出典:
環境にも配慮されていて、ゲストハウス部分の電気は全てソーラーパネルからの自家発電だったり、トイレはバイオガストイレで、微生物の分解・発酵で発生したガスはガスコンロにつなぐこともできるんだそう。
人脈があって、明るくって人を惹きつける彼女。これからも地域コミュニティーのハブ的拠点として、人と人をつなぐ素敵な場所になっていくんだろうな。私も時々参加させてもらおうと思う。

10/02 Wed
この日は地元の自治会長会にお邪魔して、子どもの居場所づくりの取り組みを紹介させてもらうことに。こういうことは決して得意ではないし、経験もあまりない上、じっと資料に目を落としながら話を聞く自治会長さん達が立ち並ぶ光景というのは、何とも言えぬ迫力があって、ど緊張。
何とか説明を終え、基本的には好意的な反応が返ってきてホッとする。
毎度ご指摘を受けるのは、安全面、対象者がどういった年齢や地域層になるのかという話。地域の中で信頼を得ていくためにも、度々指摘を受ける部分については、こうしていますと説明できる対策をしっかりしていくことだなと改めて思う。友人と大先輩が応援にと同席してくれて、とても心強かった。「慎重に、かつ積極的に」という励ましの言葉も頂いて。

10/03 Thu
最近自ら勉強をし始めた長男に、夕食の時に、どうしたん?と聞いてみた。どうやら具体的な目標ができたというのが1つ、そして次に彼が口にしたこの一言、
「でも、何より学ぶことが楽しいねん。」
思わず声が上ずって「よかった!めっちゃ嬉しい!」と言って、乾杯をした。

記録データ:
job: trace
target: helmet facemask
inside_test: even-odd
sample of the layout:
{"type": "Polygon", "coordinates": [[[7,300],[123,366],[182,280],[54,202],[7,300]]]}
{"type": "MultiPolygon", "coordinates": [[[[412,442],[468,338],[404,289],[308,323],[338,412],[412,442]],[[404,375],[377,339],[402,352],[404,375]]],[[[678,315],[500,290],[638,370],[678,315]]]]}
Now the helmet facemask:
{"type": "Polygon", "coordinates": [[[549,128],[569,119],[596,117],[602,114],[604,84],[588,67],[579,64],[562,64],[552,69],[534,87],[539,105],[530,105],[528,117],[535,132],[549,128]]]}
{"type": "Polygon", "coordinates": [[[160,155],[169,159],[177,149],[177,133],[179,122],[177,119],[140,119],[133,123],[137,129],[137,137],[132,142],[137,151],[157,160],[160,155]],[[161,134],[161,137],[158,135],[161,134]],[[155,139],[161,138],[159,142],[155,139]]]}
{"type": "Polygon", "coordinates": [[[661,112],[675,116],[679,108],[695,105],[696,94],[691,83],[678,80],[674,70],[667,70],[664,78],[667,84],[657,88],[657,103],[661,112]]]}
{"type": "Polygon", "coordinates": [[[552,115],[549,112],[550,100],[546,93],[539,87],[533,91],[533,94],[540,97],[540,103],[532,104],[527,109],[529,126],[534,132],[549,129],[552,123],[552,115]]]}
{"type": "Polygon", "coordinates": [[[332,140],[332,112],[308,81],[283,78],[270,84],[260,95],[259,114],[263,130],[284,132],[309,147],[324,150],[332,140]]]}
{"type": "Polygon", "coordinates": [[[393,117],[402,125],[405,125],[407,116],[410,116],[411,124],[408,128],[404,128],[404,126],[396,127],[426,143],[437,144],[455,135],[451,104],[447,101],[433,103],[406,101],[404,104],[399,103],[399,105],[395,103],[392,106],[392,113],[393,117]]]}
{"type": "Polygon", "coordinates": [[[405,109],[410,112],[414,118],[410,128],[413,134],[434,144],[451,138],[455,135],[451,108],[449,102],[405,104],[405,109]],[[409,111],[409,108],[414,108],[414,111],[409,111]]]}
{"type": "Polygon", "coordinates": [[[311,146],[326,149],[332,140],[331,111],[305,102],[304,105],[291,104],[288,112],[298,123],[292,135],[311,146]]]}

作業指示:
1/ 行のうち、「type」という文字列を含むものをすべて抜き出す。大文字と小文字は区別する。
2/ 日記の最後の文に続けて、その先を書く。
日記と行は、互いに関係のない別々の資料である。

回答:
1/
{"type": "Polygon", "coordinates": [[[7,300],[123,366],[182,280],[54,202],[7,300]]]}
{"type": "MultiPolygon", "coordinates": [[[[412,442],[468,338],[404,289],[308,323],[338,412],[412,442]],[[404,375],[377,339],[402,352],[404,375]]],[[[678,315],[500,290],[638,370],[678,315]]]]}
{"type": "Polygon", "coordinates": [[[549,128],[569,119],[596,117],[602,114],[604,84],[588,67],[579,64],[562,64],[552,69],[534,87],[539,105],[530,105],[528,117],[535,132],[549,128]]]}
{"type": "Polygon", "coordinates": [[[160,155],[169,159],[177,149],[177,133],[179,122],[177,119],[140,119],[133,123],[137,129],[137,137],[132,142],[137,151],[157,160],[160,155]],[[161,134],[161,137],[158,135],[161,134]],[[155,139],[161,138],[159,142],[155,139]]]}
{"type": "Polygon", "coordinates": [[[661,112],[675,116],[679,108],[695,105],[696,94],[691,83],[678,80],[674,70],[667,70],[664,78],[667,84],[657,88],[657,103],[661,112]]]}
{"type": "Polygon", "coordinates": [[[552,115],[549,112],[550,100],[546,93],[539,87],[533,91],[533,94],[540,97],[540,103],[532,104],[527,109],[529,126],[534,132],[549,129],[552,123],[552,115]]]}
{"type": "Polygon", "coordinates": [[[332,140],[332,112],[308,81],[283,78],[270,84],[260,95],[259,114],[263,130],[284,132],[309,147],[324,150],[332,140]]]}
{"type": "Polygon", "coordinates": [[[393,117],[402,125],[405,125],[407,116],[410,116],[411,124],[408,128],[404,128],[404,126],[396,127],[426,143],[437,144],[455,135],[451,104],[447,101],[433,103],[406,101],[404,104],[399,103],[399,105],[395,103],[392,106],[392,113],[393,117]]]}
{"type": "Polygon", "coordinates": [[[405,109],[410,112],[414,118],[410,128],[413,134],[434,144],[451,138],[455,135],[451,108],[449,102],[405,104],[405,109]],[[409,111],[409,108],[414,108],[414,111],[409,111]]]}
{"type": "Polygon", "coordinates": [[[311,146],[326,149],[332,140],[331,111],[305,102],[304,105],[291,104],[288,112],[298,123],[292,135],[311,146]]]}

2/
本来学ぶことは楽しいもの、それを見失わないでほしい。
それが、”勉強”について、親という立場で関わる上で、最も大切にしたいと思ってきたこと。だから、課題は課さない。勉強しろとは言わない。本人が望まない限り、英語や塾などの習い事もさせない。ワークブックの類のものも買わない。
周囲は小学校に入る前から英語を習い始め、小学校高学年頃からは塾に行く子も増えてくる中、彼はずっと望まないので中2になる今も行っていない。
家に帰ってきたら、自分の時間。思う存分、自由に過ごしたらいい。
やらされることが続くと、本人の興味そっちのけで与えられ続けると、学ぶことの面白さが遠のいてしまう。自分の好奇心1つあれば、自分でどこまでも探求はできるはず。一問一答形式の勉強に長けることに、日常的な意味はあまりなくて、自ら考えて、問いを立てて、知らなかったことを知って、そして目の前に見えていた景色が更新され違って見えてくる、自分の日常の行動が変化する、それこそが学びの楽しさであるはずで、その芽を摘みたくない。
迷いがないわけではないが、それでも逡巡してたどり着くのは、いつもこのことだった。
子育て歴14年、彼の「学ぶことが楽しい」という言葉は、
その日々を認めてもらったようで、とっても嬉しかった。

10/04 Fri
この日はこどもの居場所づくりメンバーでのミーティング。
11月の再オープンに向けて、準備を進めていく。11月は漆喰塗りのWSを2日間にわたってやる予定で、よりよく運ぶよう、メンバーと知恵を絞る。
頂いた助成金の使用先についても検討。ボードゲームを何か仕入れようということになり、ボードゲーム愛の深いメンバーが次々とお勧めを紹介してくれる。ここに沼あり。
ひとまずボードゲーム大会を開催しようということに。
プロセスも楽しみながら、作っていけるといい。

10/05 Sat
この日は夕方から山中の一棟貸しのお宿へ。
外遊びサークルで子育てを共にしてきたメンバー8組が集う。
子沢山の家が多いもんだから、3歳から中学生まで子どもたちの数がものすごい(もう数えてない)。焚き火を囲んで遊ぶ子、たこ焼きをひたすらに焼く子、ゲーム機を囲む子、ハンモックに揺られている子、人狼で盛り上がる子。皆が小さな群れを自由に行き来しながら、したいことをして楽しんでいて、まるでこどもの村。ここの母ちゃんたちは、制止しないことに長けているもんだから、より伸びやかで自由だ。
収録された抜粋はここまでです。